WHAT IS EXPECTED – Look through the entries below and count every line in which "pilaster" appears; reply with the number only.

(Segmentation mask data)
━━━━━━━━━━━━━━━━━━━━

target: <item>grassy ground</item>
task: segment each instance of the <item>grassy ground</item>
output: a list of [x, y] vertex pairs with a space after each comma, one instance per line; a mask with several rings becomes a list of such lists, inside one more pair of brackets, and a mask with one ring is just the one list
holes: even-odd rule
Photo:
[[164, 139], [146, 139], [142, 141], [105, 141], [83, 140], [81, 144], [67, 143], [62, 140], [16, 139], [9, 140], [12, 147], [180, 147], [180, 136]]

━━━━━━━━━━━━━━━━━━━━

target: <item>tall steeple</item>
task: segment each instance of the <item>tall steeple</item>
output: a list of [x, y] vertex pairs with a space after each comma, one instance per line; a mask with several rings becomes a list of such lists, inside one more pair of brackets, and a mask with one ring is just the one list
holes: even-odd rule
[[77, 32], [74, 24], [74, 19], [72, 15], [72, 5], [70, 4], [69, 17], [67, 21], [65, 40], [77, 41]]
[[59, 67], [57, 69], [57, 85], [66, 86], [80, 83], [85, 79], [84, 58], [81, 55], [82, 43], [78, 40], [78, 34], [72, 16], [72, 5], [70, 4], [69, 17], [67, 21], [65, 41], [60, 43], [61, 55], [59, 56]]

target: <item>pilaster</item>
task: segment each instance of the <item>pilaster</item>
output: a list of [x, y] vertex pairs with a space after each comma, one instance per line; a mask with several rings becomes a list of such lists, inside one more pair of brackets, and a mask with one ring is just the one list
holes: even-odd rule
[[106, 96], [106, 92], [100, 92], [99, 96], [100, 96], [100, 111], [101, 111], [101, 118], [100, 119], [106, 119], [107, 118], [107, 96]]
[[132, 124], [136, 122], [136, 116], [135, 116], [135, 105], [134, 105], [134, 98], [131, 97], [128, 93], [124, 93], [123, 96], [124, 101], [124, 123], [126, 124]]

━━━━━━━━━━━━━━━━━━━━

EXERCISE RESULT – 2